**Task goal:** Turn the lines below into a Markdown table with two columns, Row and Line. Give each line its own numbered row and leave out any blank lines.

(Point placement records)
---
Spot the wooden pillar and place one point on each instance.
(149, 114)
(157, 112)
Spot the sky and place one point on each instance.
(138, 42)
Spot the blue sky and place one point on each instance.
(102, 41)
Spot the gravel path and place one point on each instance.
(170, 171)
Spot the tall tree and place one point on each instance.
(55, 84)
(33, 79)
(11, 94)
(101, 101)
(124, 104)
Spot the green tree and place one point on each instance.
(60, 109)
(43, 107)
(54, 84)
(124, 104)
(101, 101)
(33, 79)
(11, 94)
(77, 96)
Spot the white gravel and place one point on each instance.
---
**Response:**
| Row | Line |
|---|---|
| 1 | Spot the wooden pillar and place one point on each instance. |
| 2 | (149, 114) |
| 3 | (157, 112) |
| 4 | Spot the sky and place one point on each instance. |
| 5 | (138, 42) |
| 6 | Spot the blue sky and place one point on each instance. |
| 7 | (102, 41) |
| 8 | Spot the gravel path and place one point on each instance. |
| 9 | (170, 171) |
| 10 | Spot the tall tree and place one point on each instance. |
| 11 | (55, 84) |
| 12 | (33, 79) |
| 13 | (11, 94) |
| 14 | (101, 101) |
| 15 | (124, 104) |
| 16 | Spot the green tree and place one point on each instance. |
| 17 | (60, 109) |
| 18 | (43, 107) |
| 19 | (54, 84) |
| 20 | (124, 104) |
| 21 | (101, 101) |
| 22 | (33, 79) |
| 23 | (11, 94) |
| 24 | (77, 96) |
| 25 | Spot the white gravel and place one point on each instance. |